> **Exercise**
Convert each of the rows below into a JSON list of strings, with one string per line and blank lines omitted. Leave the pictures out of the result.

######

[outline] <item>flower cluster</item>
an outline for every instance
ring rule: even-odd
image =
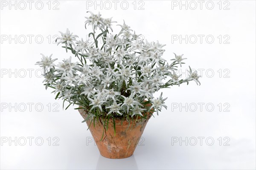
[[[124,21],[117,25],[121,30],[113,34],[111,18],[101,14],[86,17],[85,26],[91,26],[89,34],[91,40],[77,40],[68,29],[60,32],[58,45],[71,51],[70,57],[58,64],[56,59],[43,57],[37,62],[44,71],[46,88],[54,89],[55,99],[62,99],[86,109],[92,117],[144,116],[144,113],[154,110],[158,114],[167,108],[162,94],[157,99],[153,94],[161,88],[190,81],[200,84],[196,72],[190,68],[189,76],[179,79],[175,74],[178,66],[184,64],[183,55],[175,54],[169,63],[163,58],[164,45],[158,41],[148,42],[140,39]],[[96,31],[99,28],[100,33]],[[77,62],[75,62],[76,60]],[[147,107],[147,104],[151,106]]]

######

> **Output of the exercise**
[
  "[outline] <item>flower cluster</item>",
  "an outline for every instance",
  "ring rule: even-odd",
  "image =",
  "[[[124,21],[117,25],[121,30],[113,34],[111,18],[101,14],[86,17],[85,26],[91,26],[89,34],[91,40],[77,40],[68,29],[60,32],[58,45],[71,51],[70,57],[58,64],[56,59],[43,57],[37,62],[44,71],[46,88],[54,89],[55,99],[62,99],[86,109],[92,117],[144,116],[144,113],[154,110],[158,114],[167,108],[162,94],[157,99],[153,94],[161,88],[190,81],[200,84],[196,72],[190,68],[189,76],[179,79],[175,74],[178,66],[184,64],[183,55],[175,54],[169,63],[163,58],[164,45],[158,41],[148,42],[140,39]],[[96,31],[99,28],[100,33]],[[77,62],[75,62],[76,60]],[[147,107],[147,104],[151,106]]]"
]